TEXTE DONNÉ
La maladie a été décrite pour la première fois à la fin du XIXe siècle par le médecin français Prosper Ménière (1799-1862), qui lui a donné son nom.

Pendant sa carrière, Prosper Ménière prenait en charge des patients qui souffraient de crises de vertiges récurrentes.

À l’époque, les vertiges étaient considérés comme un problème d’ordre cérébral, mais le docteur Ménière a montré qu’ils résultent d’un dysfonctionnement de l’oreille interne.

Il a décrit la maladie comme correspondant à une « triade » de symptômes : vertiges (avec nausées et/ou vomissements), surdité et acouphènes.

À 62 ans, soit une année avant sa mort, il présenta ses résultats à l’Académie impériale de médecine, le 8 janvier 1861, dans un mémoire sur « les lésions de l’oreille interne donnant lieu à des symptômes de congestion cérébrale apoplectiforme ». Prosper Ménière était alors médecin-chef de l’Institution des sourds-muets de Paris.

Les connaissances de l’époque sur l’équilibre et les vertiges étaient peu documentées et les suppositions quant à leur origine, qui privilégiaient donc le système nerveux central, intégraient des causes vasculaires, comitiales ou syncopales. Cela explique le titre de son mémoire.

(Enregistrements conservés)
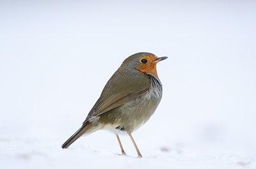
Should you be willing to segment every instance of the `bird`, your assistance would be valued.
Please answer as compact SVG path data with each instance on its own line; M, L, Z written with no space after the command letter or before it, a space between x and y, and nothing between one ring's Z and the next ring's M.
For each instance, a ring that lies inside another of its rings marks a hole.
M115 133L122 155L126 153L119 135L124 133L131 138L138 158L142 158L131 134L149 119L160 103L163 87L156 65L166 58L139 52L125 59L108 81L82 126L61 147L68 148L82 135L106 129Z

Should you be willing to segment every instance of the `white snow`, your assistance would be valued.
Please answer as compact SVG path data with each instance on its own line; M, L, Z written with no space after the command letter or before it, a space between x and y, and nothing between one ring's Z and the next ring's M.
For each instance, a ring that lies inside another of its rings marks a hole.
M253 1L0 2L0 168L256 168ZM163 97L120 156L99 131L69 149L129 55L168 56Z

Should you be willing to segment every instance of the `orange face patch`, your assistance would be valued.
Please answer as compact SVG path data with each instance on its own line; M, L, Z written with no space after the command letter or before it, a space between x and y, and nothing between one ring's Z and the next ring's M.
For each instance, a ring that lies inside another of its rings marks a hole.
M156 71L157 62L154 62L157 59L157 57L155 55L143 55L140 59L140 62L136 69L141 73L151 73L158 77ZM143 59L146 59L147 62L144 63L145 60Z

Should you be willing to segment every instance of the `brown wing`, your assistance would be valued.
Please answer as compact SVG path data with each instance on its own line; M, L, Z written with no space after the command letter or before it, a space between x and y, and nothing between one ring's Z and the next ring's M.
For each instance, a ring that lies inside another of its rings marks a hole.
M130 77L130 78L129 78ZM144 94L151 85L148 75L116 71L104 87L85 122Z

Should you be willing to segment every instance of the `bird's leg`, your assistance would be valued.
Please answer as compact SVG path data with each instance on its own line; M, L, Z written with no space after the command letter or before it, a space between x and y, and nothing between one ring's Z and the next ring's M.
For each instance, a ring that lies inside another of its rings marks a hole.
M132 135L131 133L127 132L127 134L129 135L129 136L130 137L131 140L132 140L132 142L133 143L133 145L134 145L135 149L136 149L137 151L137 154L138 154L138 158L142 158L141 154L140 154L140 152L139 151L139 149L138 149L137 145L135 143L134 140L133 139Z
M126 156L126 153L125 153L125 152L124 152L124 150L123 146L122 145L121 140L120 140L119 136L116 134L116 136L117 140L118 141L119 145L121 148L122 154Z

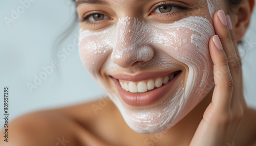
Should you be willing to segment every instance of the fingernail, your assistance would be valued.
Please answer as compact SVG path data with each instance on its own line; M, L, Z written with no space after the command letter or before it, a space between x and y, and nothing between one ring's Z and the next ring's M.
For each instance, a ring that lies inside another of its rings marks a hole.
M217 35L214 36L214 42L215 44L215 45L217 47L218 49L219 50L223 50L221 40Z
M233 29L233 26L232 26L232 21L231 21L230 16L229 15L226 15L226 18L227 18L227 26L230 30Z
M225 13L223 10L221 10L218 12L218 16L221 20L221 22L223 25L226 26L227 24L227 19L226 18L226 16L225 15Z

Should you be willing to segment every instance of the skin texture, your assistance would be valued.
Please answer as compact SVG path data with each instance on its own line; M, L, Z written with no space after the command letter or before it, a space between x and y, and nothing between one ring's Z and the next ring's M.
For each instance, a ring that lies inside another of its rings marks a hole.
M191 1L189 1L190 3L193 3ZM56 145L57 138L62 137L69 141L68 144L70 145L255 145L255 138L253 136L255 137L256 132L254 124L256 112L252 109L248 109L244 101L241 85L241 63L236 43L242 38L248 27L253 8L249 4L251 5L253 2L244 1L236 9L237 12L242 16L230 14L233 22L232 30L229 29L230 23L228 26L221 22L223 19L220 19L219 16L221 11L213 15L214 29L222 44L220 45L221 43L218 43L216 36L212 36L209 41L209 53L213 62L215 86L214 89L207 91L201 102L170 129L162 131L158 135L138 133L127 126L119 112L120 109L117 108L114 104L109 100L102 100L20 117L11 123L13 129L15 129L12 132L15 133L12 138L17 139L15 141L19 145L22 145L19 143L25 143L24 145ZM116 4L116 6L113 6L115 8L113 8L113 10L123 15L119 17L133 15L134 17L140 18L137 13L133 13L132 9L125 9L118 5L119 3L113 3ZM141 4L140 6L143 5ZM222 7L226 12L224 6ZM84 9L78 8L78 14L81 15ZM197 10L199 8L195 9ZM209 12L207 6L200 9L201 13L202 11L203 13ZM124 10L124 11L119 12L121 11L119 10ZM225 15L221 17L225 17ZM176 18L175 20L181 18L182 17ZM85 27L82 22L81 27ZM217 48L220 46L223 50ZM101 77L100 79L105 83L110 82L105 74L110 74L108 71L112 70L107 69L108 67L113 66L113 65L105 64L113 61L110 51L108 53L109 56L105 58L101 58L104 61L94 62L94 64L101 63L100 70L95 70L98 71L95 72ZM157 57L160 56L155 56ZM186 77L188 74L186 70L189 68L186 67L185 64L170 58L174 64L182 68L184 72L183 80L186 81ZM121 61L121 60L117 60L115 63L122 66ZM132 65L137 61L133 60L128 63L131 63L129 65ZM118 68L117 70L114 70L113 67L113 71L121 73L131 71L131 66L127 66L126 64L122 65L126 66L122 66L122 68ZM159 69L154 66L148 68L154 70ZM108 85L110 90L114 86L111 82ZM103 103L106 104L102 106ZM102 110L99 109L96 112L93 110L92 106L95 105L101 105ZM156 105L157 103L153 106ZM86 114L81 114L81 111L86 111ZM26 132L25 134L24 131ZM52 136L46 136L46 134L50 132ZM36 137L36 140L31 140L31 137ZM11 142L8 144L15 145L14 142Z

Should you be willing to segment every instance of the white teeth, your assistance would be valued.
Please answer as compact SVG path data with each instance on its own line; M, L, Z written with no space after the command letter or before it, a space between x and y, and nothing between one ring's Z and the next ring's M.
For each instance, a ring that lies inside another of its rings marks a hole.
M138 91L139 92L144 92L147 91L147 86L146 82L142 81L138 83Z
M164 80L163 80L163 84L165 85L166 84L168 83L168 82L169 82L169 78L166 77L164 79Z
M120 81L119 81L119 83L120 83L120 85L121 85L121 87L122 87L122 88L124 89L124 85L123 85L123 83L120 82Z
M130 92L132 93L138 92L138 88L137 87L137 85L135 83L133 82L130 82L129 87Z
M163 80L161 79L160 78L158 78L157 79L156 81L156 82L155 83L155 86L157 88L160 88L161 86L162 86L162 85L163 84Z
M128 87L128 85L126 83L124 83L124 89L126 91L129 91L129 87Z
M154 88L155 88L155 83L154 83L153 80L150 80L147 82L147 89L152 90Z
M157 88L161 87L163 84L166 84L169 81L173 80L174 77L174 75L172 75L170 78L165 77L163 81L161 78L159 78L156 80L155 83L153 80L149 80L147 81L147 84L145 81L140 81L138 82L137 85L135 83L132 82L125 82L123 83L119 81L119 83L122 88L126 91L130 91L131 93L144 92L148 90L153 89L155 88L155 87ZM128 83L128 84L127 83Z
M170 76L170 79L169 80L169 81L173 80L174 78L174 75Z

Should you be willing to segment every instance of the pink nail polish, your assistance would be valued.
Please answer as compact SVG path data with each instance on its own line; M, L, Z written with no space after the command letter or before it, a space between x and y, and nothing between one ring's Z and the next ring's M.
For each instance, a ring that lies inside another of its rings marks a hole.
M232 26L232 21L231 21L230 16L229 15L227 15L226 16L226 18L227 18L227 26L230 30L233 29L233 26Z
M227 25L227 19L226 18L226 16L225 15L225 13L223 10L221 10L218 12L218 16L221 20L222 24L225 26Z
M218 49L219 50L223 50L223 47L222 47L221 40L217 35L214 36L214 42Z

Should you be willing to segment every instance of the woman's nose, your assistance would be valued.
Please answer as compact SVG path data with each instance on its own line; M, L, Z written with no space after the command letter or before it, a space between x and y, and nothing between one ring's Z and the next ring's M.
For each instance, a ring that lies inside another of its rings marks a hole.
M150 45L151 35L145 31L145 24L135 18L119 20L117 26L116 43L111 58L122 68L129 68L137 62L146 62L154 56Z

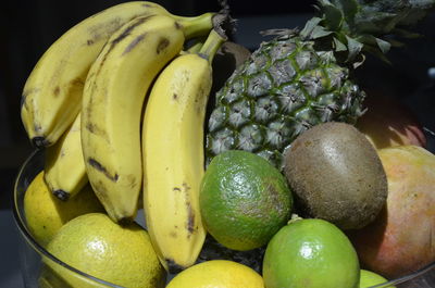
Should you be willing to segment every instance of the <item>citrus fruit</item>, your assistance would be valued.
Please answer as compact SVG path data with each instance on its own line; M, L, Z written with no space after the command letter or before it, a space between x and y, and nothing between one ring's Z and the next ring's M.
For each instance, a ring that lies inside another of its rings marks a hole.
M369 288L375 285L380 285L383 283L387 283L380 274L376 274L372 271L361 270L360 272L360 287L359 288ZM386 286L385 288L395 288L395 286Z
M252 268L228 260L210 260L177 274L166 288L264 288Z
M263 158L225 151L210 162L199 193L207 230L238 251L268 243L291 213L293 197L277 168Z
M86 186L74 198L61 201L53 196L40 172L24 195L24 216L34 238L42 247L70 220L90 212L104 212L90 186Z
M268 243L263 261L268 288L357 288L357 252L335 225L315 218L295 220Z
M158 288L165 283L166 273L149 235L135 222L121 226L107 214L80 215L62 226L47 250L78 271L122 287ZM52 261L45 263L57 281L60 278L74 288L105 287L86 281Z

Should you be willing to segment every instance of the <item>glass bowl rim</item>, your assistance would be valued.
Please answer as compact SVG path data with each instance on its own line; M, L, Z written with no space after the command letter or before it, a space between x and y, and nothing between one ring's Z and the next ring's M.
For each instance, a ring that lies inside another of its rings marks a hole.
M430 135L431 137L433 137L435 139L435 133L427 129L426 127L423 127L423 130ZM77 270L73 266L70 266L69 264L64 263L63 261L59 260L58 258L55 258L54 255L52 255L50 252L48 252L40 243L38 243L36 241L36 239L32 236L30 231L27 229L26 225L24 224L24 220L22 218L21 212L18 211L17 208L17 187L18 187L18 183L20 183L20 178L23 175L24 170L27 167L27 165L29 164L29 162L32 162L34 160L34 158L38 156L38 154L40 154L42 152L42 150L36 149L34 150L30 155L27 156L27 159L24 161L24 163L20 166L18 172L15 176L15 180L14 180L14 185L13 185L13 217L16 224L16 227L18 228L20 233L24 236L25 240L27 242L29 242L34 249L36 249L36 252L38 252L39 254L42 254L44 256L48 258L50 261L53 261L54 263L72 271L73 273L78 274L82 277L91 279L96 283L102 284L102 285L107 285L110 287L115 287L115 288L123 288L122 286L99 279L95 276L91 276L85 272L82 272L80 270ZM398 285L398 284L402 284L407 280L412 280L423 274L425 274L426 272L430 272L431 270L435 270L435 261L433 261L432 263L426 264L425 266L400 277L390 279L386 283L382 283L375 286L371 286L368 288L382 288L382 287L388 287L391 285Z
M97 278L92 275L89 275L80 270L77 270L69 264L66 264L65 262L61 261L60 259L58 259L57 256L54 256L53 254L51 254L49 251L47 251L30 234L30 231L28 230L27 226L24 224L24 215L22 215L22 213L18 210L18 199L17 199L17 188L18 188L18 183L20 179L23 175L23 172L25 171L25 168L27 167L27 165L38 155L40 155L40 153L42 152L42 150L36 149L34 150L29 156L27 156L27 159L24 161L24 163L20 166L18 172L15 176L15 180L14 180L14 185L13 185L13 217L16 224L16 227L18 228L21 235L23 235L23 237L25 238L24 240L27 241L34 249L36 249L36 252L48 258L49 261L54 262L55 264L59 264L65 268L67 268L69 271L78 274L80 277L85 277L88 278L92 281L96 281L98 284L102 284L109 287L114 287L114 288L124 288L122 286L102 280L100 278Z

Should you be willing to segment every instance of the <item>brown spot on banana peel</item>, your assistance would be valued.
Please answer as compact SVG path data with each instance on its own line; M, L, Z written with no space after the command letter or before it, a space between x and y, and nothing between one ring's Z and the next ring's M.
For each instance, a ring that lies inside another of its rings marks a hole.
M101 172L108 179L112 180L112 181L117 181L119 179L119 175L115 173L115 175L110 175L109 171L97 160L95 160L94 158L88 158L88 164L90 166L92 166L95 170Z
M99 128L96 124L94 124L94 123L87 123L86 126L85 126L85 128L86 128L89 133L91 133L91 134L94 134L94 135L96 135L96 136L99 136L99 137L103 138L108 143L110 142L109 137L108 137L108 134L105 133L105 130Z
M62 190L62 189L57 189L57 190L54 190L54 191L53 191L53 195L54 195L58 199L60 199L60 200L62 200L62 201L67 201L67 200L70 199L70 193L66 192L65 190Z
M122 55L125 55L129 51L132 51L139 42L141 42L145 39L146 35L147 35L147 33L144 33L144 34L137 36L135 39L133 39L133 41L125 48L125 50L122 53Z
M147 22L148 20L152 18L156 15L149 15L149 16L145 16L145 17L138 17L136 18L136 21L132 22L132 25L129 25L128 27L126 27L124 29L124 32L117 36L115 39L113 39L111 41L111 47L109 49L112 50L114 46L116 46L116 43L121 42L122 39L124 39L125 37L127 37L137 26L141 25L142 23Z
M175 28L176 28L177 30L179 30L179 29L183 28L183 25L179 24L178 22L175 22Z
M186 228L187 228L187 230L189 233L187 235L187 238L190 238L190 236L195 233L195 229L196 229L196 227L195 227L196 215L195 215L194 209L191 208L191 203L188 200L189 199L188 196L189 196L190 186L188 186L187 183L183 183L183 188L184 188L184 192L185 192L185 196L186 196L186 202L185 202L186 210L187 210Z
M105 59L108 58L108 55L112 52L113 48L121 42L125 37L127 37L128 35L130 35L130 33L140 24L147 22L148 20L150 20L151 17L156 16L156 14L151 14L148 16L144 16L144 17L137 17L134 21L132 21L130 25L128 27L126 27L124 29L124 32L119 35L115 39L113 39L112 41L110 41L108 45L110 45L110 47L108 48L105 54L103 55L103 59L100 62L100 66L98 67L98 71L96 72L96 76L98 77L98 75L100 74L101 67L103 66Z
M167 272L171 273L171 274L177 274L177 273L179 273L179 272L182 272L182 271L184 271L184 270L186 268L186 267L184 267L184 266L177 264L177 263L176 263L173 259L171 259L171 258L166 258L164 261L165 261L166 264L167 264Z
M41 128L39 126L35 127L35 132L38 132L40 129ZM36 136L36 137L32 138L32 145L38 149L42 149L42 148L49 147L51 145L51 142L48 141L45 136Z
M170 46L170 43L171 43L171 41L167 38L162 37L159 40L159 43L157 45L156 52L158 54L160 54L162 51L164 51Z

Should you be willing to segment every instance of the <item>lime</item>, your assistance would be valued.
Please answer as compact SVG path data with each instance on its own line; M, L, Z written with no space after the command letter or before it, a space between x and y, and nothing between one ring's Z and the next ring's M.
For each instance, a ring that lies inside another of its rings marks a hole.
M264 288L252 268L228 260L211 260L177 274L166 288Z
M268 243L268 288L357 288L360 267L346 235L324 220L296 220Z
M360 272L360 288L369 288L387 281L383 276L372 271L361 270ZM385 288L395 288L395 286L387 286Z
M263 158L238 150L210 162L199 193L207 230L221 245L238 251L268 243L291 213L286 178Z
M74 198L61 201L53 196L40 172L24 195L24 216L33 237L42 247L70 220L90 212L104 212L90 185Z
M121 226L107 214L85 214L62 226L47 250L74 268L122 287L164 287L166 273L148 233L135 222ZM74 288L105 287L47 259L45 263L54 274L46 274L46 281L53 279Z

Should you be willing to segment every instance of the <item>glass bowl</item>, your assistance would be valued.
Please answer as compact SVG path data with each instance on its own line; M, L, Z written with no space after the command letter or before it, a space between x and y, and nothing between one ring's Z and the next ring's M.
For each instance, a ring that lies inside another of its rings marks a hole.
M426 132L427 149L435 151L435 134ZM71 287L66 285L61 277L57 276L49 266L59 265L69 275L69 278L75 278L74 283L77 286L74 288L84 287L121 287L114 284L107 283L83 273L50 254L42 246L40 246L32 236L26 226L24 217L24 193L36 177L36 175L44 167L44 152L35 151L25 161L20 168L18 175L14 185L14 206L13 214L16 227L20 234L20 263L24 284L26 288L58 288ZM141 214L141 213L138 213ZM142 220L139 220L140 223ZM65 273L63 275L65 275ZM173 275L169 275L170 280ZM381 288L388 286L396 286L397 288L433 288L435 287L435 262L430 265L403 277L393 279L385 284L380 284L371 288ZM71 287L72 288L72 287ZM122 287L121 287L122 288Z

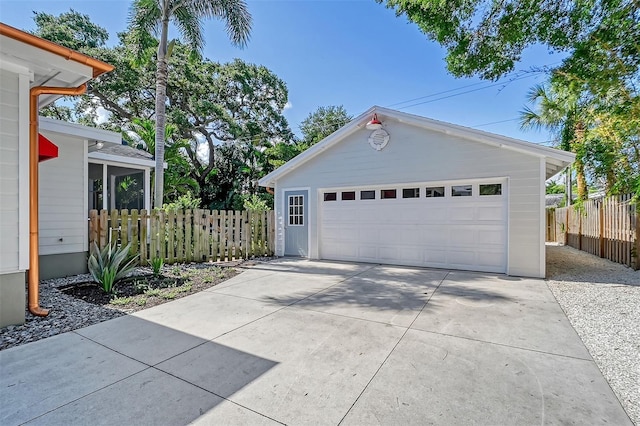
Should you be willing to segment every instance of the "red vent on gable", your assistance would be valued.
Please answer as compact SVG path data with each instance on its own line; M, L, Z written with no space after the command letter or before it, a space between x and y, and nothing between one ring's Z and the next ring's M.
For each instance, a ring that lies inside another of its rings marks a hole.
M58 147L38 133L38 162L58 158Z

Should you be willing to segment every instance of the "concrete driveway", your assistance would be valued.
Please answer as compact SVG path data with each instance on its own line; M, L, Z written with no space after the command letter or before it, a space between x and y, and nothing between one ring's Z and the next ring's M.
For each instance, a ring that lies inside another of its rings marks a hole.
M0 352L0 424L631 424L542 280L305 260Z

TÂCHE À FAIRE
Quels sont les trois symptômes de la « triade » décrite par Prosper Ménière, d'après le texte sur la maladie de Ménière ? Donnez-les tous.

PROBLÈME RÉSOLU
Vertiges (avec nausées et/ou vomissements), surdité, acouphènes.